:: Quoted passage ::
________________
8.  Whaling.  This was another paper that started out with a good premise but fell apart before we got to page two.

9.  NASA funding.  I haven’t read this paper yet, but the kid who wrote it wrote a surprisingly effective (and entertaining) analysis about calcium, so I have high hopes.

10.  Funding for the arts in schools.  This paper is another I haven’t read yet and, to be honest, I’m kind of dreading it; the student who’s writing it hasn’t produced anything of any kind of quality all semester (AND he admitted that he started the paper the night before it was due, despite my trying to get them to run through a drafting and revision process for weeks).  Oy.

 

 

6 Comments

Filed under bad grammar, composition, concerns, dumbassery, failure, frustrations, I've got this kid...., Logical Fallacies, really?!, Teaching, writing, Yikes!, You're kidding...right?

Teachable Moment

So, I’ve got this student in one of my classes; let’s call him Joe.  Joe is brash and abrasive.  He’s spent his life doing hard work in harsh conditions.  He’s a smoker (and probably a drinker).  My impression is that he’s not exactly amenable to doing the kind of thinking that will get him over what I see as the roadblocks he sets up for himself.  I think he thinks of himself as an “old dog,” and I present a particular challenge to him not only because of the class I teach (he’s not in community college to become a better writer; he’s made that perfectly clear), but also because of the energy I present.

Every class starts with a writing warm-up in the form of a quote that I ask the students to think and write about.  Today’s quote was from Jonathan Swift:  There are none so blind as those who will not see.  Here’s Joe’s response to that prompt:

To see is the ability to acknowledge what is happening around and in front of you.  When you can not see because you think you already have the answers, then you are destined to stumble around blind without a clue.

Those who simply will not see are entwined in an ignorant bliss, unaware of what is happening around them or the impact (or the negative impact) that there (sic) decision will make.  A prime example of this i that pinhead sitting in the white house. He refuse to see what a negative impact the ACA will have on the economy.  He refuses to negotiate to solve problems or simply ignores the problem either through ignorance or simply failure to see what is happening around the country.

When I went around the room asking what everyone wrote, Joe read his paper.  As I do with most of the kids’ responses, I challenged him about it.   I asked him to give me an example of the ACA having a negative impact on the economy, and he responded that employers are limiting employee hours and that it’s just bad.  I told him that, if this was something he was really invested in, he should do some research about it because I wasn’t sure that he could find evidence to support that claim.  Then I moved on to the next student.

When I got Joe’s paper this morning, he’d included an addendum, scrawled in larger letters and clearly showing some frustration at my resistance to his ideas:

IF THE ACA IS NOT HAVING A NEGATIVE IMPACT ON BUSINESSES, THEN HOW COME ALL BUSINESSES HAVE RECEIVED A WAIVER?  OPEN YOUR EYES and see that businesses are going to part-timers and dropping health care to employees.  If the ACA is really good, how come Congress refuses to give up there health care plans for the new one?  How many Dr.s have retired in the last year?
________________
:: Exercise tasks ::
**1)** Reproduce the classroom blog post word for word, starting at "So, I’ve got" and ending at "energy I present.".
**2)** In the classroom blog post, what example did Joe give when asked how the ACA has a negative impact on the economy?
Rely only on the classroom blog post for your answers.

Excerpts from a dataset
________________
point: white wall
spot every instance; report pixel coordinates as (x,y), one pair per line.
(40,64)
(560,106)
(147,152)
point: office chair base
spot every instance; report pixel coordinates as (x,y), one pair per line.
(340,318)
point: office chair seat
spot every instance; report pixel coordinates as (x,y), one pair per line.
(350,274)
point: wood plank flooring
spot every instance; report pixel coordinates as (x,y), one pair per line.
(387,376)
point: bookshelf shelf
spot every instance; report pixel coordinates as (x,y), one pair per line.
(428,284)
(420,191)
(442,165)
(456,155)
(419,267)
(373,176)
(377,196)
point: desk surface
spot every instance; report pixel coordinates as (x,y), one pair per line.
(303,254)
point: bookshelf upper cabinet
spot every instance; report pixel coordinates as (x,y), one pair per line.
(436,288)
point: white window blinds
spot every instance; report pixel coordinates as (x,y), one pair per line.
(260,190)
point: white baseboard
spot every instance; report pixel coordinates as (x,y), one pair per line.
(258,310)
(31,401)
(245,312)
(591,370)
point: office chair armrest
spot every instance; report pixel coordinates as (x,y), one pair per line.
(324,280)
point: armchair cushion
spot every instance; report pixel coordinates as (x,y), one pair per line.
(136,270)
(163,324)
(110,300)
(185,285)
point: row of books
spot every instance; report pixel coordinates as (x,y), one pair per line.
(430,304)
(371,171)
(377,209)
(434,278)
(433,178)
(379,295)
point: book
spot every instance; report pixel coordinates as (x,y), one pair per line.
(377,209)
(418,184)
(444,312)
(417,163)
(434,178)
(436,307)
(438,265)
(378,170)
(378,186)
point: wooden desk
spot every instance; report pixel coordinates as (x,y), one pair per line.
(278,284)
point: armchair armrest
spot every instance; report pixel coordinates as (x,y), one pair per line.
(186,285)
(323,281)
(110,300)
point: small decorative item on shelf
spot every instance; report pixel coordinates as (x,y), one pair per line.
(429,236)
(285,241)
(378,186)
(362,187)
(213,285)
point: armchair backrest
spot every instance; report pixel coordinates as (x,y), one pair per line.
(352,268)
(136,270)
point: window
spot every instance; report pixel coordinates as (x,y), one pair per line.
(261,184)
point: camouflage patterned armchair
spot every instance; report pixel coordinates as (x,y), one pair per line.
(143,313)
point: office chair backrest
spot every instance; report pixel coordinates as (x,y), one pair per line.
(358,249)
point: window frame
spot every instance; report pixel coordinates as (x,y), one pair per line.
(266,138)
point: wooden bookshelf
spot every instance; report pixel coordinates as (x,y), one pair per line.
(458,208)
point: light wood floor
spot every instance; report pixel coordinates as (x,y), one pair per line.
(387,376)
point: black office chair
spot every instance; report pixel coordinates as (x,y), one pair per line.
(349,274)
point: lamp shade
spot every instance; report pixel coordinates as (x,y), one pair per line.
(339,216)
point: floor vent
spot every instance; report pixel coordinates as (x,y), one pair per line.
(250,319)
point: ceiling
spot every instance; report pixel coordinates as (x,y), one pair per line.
________________
:: Answers in order ::
**1)**
So, I’ve got this student in one of my classes; let’s call him Joe.  Joe is brash and abrasive.  He’s spent his life doing hard work in harsh conditions.  He’s a smoker (and probably a drinker).  My impression is that he’s not exactly amenable to doing the kind of thinking that will get him over what I see as the roadblocks he sets up for himself.  I think he thinks of himself as an “old dog,” and I present a particular challenge to him not only because of the class I teach (he’s not in community college to become a better writer; he’s made that perfectly clear), but also because of the energy I present.

**2)** Employers are limiting employee hours.